**Action item**
Restate word for word the line containing "Could you please point out the olive" and all remaining lines of the entries below.

↓↓↓

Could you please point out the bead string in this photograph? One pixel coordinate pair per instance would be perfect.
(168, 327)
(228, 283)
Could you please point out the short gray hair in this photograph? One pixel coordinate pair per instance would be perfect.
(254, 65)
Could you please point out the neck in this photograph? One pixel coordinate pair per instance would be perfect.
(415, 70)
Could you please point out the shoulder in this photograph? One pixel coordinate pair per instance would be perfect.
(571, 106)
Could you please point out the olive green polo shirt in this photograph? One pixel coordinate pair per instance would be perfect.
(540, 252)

↑↑↑

**Output for this task**
Could you please point out the olive green polo shirt in this photograph? One pixel coordinate pair per instance would be perfect.
(540, 252)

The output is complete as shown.